### [Objective]
Find each line in the material below that contains the string "stage", and copy those lines out in full.
--- Start ---
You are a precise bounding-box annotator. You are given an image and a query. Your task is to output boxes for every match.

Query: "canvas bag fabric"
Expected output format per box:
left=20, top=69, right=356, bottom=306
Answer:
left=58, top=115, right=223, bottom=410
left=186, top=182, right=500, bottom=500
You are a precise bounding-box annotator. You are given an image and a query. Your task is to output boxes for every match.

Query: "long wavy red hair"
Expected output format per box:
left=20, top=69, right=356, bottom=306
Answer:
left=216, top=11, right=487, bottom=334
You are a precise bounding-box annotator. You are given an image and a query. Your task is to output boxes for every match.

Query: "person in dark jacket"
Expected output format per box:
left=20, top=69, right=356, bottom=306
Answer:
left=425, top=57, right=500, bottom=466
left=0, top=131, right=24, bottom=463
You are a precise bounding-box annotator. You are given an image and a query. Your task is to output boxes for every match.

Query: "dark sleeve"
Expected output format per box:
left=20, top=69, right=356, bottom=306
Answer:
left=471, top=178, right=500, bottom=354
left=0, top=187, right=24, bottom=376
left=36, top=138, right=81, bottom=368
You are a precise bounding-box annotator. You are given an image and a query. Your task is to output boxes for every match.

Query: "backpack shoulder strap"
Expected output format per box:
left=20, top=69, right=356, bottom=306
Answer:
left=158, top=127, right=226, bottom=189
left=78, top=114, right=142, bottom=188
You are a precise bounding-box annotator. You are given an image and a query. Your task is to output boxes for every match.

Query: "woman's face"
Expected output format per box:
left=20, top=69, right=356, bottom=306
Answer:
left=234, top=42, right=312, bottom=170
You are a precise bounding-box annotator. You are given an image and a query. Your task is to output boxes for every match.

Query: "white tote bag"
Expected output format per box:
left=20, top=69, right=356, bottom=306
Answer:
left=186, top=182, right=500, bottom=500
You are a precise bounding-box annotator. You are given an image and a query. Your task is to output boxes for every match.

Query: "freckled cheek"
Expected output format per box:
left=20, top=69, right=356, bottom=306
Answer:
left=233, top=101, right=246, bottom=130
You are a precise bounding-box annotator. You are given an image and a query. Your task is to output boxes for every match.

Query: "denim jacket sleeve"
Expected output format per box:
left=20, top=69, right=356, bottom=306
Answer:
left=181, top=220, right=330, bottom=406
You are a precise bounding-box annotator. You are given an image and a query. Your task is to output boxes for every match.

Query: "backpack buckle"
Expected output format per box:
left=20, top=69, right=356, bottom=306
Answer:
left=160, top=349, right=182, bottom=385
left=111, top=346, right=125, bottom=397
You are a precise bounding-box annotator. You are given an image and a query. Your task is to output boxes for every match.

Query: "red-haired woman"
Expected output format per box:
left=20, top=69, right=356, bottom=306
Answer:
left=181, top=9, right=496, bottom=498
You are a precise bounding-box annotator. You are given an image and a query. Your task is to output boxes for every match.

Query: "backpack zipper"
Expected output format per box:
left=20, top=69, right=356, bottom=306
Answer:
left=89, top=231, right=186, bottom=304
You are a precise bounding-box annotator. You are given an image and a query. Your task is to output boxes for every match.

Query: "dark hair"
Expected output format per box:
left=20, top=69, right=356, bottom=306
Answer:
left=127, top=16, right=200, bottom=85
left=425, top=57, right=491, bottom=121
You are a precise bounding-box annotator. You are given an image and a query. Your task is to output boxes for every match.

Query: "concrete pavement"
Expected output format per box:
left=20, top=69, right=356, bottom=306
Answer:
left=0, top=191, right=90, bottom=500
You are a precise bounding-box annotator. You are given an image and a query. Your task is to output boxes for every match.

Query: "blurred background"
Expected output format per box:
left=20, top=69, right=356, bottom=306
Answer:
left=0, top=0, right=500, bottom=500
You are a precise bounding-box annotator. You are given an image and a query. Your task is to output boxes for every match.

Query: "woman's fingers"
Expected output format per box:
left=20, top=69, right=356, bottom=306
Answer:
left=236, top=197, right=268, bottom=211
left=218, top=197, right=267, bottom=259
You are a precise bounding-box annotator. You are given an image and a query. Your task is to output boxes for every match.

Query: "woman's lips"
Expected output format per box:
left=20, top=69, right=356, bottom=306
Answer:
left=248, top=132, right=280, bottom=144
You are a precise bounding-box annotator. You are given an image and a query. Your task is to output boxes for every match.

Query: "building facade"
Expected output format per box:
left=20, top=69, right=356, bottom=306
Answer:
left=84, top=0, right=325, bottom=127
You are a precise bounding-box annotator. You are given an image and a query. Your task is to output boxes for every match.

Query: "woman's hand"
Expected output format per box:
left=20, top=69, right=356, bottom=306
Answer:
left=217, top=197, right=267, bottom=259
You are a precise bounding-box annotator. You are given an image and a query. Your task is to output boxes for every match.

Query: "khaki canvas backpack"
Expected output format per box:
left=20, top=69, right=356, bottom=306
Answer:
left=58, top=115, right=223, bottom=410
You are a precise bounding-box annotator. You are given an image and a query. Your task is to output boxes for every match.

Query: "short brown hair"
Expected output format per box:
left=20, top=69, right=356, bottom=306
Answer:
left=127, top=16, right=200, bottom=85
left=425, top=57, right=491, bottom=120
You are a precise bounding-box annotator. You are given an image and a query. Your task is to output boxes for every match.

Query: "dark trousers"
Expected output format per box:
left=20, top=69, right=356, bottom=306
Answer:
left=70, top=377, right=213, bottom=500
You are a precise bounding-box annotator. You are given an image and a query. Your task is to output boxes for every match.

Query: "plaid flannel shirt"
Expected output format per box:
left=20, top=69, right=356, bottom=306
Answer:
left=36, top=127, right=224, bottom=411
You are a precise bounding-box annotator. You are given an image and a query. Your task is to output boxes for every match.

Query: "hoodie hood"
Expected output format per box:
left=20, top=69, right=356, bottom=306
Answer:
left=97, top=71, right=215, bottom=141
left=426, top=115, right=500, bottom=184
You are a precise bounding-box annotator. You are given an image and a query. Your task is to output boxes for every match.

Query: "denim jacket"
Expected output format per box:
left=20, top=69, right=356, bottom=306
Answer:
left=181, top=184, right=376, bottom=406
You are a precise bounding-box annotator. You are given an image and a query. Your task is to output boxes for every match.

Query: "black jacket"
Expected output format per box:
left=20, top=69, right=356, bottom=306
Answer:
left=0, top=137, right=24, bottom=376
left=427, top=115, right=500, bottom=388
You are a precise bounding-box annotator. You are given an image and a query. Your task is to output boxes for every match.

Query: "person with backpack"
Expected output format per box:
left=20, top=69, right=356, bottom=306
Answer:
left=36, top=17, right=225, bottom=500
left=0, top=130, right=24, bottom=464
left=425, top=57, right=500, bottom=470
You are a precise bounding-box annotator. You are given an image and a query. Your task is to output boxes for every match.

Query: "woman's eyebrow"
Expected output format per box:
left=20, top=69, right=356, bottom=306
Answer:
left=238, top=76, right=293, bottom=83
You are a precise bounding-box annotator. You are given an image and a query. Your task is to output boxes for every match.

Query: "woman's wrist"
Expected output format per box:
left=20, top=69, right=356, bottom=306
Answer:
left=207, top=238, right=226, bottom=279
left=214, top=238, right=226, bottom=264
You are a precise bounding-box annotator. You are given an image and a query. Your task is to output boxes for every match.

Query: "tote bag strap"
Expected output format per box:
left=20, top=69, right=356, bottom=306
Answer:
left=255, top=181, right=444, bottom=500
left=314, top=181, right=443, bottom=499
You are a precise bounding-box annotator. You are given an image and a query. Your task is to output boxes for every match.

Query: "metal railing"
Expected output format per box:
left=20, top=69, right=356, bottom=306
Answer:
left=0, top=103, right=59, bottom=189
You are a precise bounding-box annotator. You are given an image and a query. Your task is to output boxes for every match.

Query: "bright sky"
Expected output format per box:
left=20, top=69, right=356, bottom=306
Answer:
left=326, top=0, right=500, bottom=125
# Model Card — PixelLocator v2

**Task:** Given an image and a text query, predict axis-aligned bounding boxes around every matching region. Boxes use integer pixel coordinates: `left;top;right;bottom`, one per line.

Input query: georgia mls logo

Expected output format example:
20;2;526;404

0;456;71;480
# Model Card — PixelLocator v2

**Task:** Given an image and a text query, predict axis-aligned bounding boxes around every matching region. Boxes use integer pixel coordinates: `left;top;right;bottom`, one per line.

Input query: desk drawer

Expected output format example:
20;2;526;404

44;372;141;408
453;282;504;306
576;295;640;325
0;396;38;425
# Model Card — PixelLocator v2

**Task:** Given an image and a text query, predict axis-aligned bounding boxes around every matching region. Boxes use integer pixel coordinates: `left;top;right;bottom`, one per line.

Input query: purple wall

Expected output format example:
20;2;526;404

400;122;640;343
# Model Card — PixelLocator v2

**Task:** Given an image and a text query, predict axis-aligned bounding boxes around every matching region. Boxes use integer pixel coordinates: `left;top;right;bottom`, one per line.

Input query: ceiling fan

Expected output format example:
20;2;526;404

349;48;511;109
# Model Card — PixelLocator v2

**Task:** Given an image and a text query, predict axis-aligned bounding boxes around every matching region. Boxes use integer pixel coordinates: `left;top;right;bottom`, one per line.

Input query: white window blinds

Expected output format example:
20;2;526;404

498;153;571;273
--- End ---
--- Start ---
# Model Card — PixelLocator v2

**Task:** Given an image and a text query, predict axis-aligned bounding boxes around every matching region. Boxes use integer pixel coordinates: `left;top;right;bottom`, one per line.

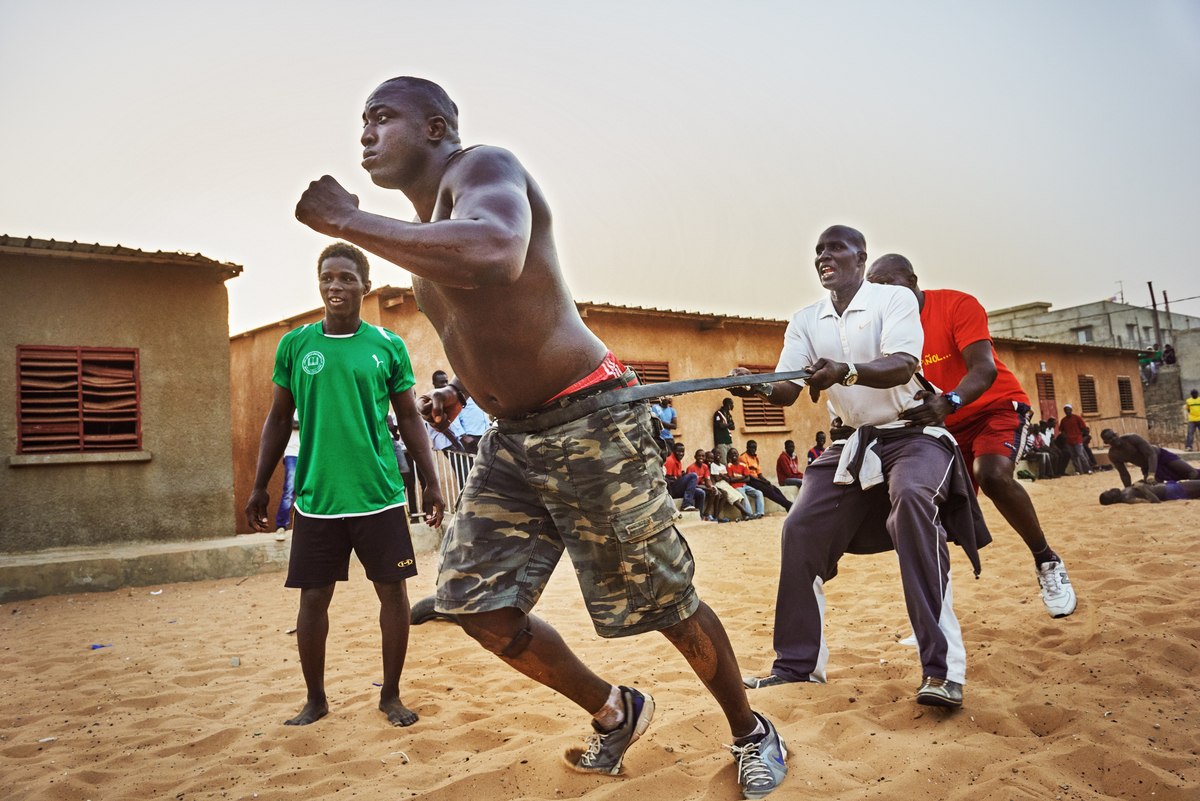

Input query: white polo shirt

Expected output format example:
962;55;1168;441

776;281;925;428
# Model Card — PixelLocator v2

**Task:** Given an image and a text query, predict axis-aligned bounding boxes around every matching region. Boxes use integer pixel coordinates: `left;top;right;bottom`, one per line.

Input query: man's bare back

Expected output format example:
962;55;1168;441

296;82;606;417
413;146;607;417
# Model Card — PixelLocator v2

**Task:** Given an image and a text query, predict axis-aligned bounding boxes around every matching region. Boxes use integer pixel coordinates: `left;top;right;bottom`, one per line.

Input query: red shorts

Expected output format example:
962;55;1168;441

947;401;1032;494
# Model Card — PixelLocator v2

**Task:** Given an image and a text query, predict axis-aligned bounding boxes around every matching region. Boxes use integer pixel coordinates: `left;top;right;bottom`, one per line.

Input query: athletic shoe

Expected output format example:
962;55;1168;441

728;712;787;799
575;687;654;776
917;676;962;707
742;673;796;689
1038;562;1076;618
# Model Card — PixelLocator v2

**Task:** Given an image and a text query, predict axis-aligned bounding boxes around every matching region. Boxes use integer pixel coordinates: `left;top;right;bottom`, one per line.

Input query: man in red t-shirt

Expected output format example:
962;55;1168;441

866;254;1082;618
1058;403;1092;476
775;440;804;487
--- End ---
--- Start ---
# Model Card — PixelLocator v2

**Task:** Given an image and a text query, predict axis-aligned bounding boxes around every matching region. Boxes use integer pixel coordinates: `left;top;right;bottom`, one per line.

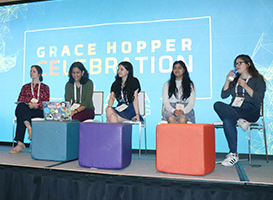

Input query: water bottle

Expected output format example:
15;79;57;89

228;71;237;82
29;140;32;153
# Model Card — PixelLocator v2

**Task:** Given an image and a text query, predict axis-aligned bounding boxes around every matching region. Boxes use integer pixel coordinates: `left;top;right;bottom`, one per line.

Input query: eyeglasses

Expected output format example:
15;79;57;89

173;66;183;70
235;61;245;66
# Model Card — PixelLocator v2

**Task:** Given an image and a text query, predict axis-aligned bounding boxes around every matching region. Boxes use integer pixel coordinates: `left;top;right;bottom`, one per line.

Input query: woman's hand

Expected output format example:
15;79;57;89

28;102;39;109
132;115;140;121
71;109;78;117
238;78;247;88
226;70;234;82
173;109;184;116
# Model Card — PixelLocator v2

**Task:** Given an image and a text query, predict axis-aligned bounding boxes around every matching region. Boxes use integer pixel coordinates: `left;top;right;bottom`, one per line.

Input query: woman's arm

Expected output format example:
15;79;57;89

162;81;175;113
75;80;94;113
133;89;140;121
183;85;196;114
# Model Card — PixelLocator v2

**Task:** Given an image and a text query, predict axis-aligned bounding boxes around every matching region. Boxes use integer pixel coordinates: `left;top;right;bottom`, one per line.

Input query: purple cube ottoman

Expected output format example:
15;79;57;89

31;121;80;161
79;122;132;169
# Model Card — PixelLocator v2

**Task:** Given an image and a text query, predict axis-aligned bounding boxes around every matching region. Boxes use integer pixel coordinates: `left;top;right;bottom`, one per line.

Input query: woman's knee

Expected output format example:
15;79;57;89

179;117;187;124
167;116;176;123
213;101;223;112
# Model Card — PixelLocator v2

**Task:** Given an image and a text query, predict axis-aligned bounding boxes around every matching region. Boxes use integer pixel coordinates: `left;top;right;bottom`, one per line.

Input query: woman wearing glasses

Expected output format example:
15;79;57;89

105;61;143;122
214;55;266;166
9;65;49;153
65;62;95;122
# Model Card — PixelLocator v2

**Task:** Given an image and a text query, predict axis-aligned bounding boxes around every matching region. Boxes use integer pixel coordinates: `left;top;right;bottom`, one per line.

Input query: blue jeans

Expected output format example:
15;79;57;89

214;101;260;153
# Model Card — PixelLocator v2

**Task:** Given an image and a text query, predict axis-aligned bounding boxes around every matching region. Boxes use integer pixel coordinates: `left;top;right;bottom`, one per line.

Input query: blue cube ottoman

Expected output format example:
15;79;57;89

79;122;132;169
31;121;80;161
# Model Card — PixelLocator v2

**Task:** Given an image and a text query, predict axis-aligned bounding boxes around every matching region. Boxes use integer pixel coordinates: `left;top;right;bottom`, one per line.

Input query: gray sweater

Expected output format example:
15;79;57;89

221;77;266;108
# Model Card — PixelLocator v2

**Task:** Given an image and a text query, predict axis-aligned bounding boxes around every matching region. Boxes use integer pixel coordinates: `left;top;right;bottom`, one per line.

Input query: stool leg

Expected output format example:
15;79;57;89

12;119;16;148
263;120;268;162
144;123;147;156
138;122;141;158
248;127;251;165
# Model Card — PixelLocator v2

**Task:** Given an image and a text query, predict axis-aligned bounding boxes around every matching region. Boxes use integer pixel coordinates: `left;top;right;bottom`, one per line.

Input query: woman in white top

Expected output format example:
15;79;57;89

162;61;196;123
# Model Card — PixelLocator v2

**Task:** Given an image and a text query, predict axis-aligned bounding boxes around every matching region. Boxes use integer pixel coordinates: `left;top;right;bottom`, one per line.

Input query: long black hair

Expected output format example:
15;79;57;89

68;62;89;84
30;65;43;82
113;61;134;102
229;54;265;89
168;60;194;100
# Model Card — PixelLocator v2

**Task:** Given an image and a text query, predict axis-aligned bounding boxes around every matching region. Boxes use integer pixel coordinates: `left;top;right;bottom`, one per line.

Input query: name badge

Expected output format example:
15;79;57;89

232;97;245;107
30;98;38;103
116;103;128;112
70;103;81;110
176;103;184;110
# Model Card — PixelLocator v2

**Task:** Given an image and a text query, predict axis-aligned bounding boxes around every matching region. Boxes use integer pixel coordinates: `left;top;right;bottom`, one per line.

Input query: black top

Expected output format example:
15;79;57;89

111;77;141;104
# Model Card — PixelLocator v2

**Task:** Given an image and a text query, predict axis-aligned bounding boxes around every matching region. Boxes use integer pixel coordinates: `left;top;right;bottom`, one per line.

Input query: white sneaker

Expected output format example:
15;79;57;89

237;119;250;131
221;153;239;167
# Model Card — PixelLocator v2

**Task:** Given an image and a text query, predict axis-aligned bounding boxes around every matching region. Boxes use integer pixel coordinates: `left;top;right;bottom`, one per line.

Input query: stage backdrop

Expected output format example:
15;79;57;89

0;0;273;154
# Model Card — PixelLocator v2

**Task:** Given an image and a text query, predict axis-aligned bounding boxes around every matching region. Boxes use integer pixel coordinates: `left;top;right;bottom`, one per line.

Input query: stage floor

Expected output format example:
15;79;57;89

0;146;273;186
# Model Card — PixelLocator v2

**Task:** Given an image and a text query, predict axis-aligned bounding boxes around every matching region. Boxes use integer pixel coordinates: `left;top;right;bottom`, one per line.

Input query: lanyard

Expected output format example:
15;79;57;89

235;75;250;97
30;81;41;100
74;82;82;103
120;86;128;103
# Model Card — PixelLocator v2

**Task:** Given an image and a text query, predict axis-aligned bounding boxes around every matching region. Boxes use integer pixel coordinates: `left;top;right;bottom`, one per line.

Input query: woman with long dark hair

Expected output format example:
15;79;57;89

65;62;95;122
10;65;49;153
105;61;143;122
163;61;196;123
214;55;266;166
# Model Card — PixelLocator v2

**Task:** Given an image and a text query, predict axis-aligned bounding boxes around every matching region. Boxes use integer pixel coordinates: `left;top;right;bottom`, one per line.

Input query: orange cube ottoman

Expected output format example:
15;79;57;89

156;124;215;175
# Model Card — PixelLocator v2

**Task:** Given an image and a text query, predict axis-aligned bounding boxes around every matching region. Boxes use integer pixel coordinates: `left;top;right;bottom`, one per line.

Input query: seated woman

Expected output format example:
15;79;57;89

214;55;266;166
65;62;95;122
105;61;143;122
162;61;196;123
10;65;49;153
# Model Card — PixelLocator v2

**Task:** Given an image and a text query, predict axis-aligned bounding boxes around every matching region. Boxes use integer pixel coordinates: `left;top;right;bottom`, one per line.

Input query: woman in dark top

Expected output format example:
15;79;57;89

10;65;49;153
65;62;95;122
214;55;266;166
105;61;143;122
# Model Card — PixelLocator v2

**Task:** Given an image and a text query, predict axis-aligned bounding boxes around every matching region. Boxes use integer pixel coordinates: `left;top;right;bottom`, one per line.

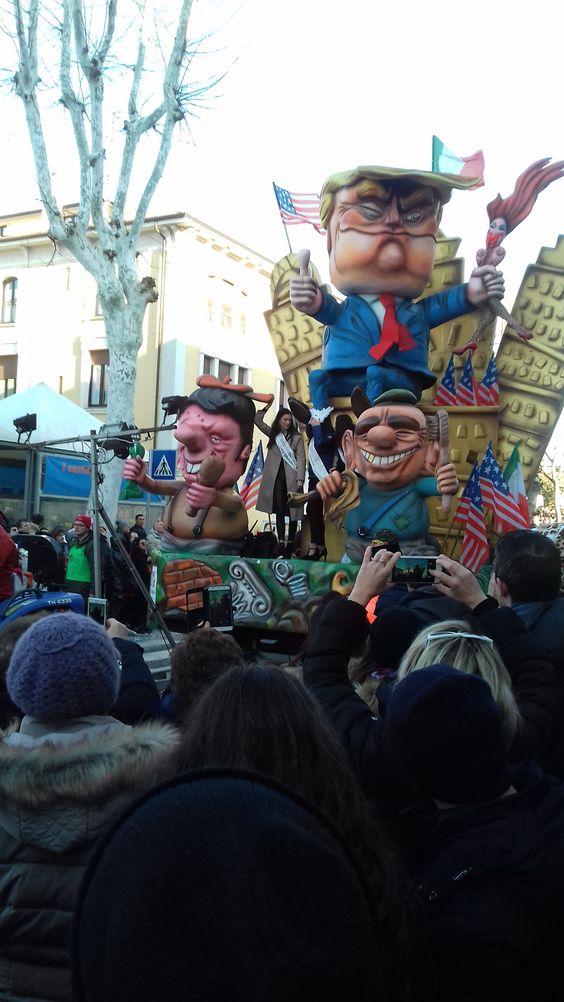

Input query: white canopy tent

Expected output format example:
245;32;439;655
--- End ---
### [Solution to this problem]
Input query: stage backdrop
Input query: stage floor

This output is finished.